# Isometrische Tiles mit unterschiedlicher Größe an korrekter Position zeichnen



## Eichelhäer (5. Sep 2016)

Hallo mal wieder,

diesmal ist es keine Verzweiflungsfrage aber dennoch eine Frage, denn grundsätzlich funktioniert was ich gerade mache.

Also, wie sich bereits im Titel meines Themas erahnen lässt geht es um isometrische-kachelbasierte-Karten für ein Spiel. Das Laden und anzeigen der Kacheln funktioniert bestens.
Ich verwende den Tiled-Editor und dessen Kachelebenenfunktion, um Karten zu erstellen.
Nun  habe ich ein Tileset in dem die kleinste Kachel als eine Einheit 64x32 Pixel groß ist, während z.B. eine Baumkachel aus 8 kleinen Kacheln besteht, aber eigentlich als eine Kachel betrachtet und verwendet werden kann.

Meine Frage ist nun folgende:

Was ist besser:
1. Größere Kacheln als eine Einheit zu verwenden und per Hand die Position für jede beliebige größere Kachel im Code anzugeben, oder
 2. Größere Kacheln als beispielsweise 8 kleine Kacheln zusammenzusetzen, die allerdings 8 verschiedene TileIDs haben und wahrscheinlich einzeln geladen werden müssen( wobei das das geringere Problem ist, denn ich habe eine Methode mit der ich über ein beliebiges Spritesheet iterieren kann).



Warum ich frage ist hoffentlich klar, es geht natürlich um den Arbeitsaufwand, denn ich habe nicht wirklich Lust darauf wochenlang dazusitzen und TileIDs éinzeln abzufragen oder richtig viele Bilder zu laden mit jeweils unterschiedlichen Positionen und Größenangaben, denn allein ne größere Karte in Tiled zu basteln ist schon echt viel Arbeit.
Dazu kommt natürlich noch eine Kollisionsprüfung. Hier bin ich auch noch unschlüssig, denn mit einer Pixelgenauen Kollision brauche ich auch pro Objekt die BoundingBox Koordinaten, denn ich möchte ja nicht mit einer Baumkrone kollidieren, denn fliegen soll der Spieler hier nicht können und mit einem boolean-Array für betretbare und nicht betretbare Tiles kann es zu Kollisionsungenauigkeiten kommen, die das Spielerlebnis negativ beeinflussen, also damit meine ich, das ich nicht schon 10 Meter vor einer Tür diese aufmache, sondern eben c.a. 1 Meter vor eben dieser, denn Menschen mit 10 Metern Armlänge sind eher selten. (außer natürlich Dahlsim aus Streetfighter2 ).

Bisher habe ich mit relativ wenig Code die Isometrische Karte generieren können und so soll es auch bleiben auch wenn ich vermute, dass es dabei wahrscheinlich nicht bleiben wird.

Gruß Eichelhaer


----------



## Eichelhäer (6. Sep 2016)

Hat sich erledigt.
http://clintbellanger.net/articles/isometric_tiles/

THEMA geschlossen.


----------

AUFGABEN:
**1.** Schreib aus dem Forenthread zu isometrischen Tiles alles von "## Eichelhäer (5." bis hinunter zu "ich gerade mache." wortgetreu ab.
**2.** Welche Angaben in Pixeln oder Metern enthält der Forenthread zu isometrischen Tiles? Nenne alle.

(Datensätze zur Punktannotation)
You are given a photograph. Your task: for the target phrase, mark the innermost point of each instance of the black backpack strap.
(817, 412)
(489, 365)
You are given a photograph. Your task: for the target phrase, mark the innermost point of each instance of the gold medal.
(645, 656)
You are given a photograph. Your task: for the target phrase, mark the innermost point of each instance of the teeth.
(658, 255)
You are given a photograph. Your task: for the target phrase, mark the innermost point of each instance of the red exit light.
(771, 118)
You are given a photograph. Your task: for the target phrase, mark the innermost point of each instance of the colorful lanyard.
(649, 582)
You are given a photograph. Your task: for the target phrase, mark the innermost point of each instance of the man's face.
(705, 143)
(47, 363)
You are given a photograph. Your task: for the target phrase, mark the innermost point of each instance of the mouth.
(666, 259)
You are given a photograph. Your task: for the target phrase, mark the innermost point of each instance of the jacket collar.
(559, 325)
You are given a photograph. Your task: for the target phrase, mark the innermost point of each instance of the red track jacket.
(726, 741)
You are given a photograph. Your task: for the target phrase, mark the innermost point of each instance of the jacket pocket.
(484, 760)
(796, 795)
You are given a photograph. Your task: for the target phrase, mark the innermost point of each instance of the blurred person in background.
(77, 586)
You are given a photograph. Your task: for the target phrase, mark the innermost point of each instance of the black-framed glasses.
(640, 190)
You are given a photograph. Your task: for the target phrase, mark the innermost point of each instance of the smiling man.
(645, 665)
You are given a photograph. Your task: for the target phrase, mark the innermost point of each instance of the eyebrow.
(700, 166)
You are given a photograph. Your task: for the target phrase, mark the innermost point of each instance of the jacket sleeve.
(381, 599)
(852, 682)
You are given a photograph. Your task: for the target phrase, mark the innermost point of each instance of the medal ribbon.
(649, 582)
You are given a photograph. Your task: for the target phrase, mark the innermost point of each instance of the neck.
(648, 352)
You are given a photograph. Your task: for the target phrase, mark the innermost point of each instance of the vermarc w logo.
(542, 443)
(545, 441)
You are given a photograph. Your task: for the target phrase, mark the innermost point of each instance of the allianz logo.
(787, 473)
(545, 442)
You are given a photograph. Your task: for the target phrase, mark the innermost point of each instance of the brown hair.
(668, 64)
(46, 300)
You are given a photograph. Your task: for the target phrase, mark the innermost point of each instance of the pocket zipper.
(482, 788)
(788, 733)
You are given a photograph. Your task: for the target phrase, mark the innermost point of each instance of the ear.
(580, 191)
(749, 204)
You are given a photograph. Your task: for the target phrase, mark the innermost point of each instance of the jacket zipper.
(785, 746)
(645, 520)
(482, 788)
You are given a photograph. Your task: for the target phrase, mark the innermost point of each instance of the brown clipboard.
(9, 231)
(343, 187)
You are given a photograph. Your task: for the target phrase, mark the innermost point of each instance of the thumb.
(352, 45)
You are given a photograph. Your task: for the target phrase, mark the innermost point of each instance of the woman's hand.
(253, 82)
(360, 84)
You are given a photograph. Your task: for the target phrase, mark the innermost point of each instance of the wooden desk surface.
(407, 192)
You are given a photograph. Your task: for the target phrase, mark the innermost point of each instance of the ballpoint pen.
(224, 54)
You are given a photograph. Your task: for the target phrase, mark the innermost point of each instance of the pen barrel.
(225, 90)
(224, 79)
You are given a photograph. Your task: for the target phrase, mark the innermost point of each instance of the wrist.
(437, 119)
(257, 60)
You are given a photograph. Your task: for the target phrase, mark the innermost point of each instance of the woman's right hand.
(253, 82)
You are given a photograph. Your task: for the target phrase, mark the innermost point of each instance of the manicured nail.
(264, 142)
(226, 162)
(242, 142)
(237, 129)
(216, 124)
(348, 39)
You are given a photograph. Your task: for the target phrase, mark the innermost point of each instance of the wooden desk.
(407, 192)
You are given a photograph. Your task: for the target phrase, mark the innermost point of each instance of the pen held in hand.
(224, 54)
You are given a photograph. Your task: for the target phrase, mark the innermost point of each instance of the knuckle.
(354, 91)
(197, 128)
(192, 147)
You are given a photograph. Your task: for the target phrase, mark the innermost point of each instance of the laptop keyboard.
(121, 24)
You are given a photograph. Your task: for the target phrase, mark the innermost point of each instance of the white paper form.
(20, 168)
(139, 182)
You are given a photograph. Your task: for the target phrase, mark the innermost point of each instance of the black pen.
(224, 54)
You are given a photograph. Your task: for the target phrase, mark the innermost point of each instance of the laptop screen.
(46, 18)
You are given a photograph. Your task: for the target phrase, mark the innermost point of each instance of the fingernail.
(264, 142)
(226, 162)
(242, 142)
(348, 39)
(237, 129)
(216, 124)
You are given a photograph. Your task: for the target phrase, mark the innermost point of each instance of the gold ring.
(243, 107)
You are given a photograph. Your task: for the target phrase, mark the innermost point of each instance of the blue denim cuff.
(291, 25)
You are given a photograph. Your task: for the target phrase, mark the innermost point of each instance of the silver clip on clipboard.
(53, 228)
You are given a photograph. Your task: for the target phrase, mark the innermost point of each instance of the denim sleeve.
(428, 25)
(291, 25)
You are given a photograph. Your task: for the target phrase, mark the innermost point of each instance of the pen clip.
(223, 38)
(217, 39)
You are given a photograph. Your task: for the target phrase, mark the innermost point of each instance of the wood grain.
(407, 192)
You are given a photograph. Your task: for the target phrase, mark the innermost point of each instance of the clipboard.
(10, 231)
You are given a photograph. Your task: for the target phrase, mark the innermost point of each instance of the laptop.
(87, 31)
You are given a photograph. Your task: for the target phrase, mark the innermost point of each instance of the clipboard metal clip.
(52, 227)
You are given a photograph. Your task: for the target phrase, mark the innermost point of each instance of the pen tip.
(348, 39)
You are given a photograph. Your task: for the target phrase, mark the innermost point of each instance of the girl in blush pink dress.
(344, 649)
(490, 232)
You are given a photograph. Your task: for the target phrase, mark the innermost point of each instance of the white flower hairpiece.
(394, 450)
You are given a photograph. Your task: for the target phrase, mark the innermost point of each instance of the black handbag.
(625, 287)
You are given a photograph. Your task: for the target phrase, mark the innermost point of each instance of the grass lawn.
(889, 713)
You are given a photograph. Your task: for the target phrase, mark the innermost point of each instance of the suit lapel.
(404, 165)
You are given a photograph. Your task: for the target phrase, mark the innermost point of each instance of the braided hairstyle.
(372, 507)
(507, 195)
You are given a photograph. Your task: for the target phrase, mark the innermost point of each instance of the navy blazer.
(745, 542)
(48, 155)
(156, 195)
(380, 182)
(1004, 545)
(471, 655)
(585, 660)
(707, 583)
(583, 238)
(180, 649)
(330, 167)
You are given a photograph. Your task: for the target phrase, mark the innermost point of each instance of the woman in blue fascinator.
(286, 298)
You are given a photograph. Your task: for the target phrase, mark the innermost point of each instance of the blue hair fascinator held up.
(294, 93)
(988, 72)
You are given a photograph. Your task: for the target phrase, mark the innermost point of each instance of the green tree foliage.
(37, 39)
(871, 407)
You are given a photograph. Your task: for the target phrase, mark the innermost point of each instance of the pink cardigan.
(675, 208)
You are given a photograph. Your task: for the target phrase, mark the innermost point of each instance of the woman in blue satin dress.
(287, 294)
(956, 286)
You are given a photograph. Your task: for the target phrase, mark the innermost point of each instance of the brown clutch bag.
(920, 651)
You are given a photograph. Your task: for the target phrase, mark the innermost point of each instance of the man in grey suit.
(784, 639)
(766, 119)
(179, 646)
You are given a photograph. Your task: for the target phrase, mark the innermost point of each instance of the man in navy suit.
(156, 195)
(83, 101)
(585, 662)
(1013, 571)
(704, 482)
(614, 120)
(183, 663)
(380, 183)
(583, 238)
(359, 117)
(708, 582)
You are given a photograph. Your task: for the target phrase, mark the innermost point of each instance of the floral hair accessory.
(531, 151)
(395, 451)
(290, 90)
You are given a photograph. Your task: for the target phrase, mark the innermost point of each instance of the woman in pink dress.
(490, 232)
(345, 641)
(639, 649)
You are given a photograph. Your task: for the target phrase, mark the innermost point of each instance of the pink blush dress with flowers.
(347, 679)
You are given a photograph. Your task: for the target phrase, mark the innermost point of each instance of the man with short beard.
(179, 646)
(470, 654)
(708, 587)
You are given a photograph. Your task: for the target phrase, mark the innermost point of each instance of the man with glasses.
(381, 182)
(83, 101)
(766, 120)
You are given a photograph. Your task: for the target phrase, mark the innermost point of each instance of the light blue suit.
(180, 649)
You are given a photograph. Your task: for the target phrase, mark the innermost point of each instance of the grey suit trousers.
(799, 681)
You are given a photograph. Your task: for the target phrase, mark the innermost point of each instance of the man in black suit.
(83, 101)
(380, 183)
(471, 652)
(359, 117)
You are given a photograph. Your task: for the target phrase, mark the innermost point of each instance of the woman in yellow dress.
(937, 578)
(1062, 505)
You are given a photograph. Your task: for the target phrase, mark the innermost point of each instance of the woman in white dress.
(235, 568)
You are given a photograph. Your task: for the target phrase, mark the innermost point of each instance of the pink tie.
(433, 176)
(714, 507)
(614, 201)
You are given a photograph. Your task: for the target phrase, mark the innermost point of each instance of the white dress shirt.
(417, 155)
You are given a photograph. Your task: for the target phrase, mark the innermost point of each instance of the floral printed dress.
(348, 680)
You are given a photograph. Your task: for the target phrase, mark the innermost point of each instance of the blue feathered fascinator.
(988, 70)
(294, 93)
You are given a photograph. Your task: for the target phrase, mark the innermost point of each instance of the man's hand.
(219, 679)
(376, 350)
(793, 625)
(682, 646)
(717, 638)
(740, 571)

MUSTERLÖSUNGEN:
**1.**
## Eichelhäer (5. Sep 2016)

Hallo mal wieder,

diesmal ist es keine Verzweiflungsfrage aber dennoch eine Frage, denn grundsätzlich funktioniert was ich gerade mache.

**2.**
- 64x32 Pixel
- 10 Meter
- c.a. 1 Meter
- 10 Metern Armlänge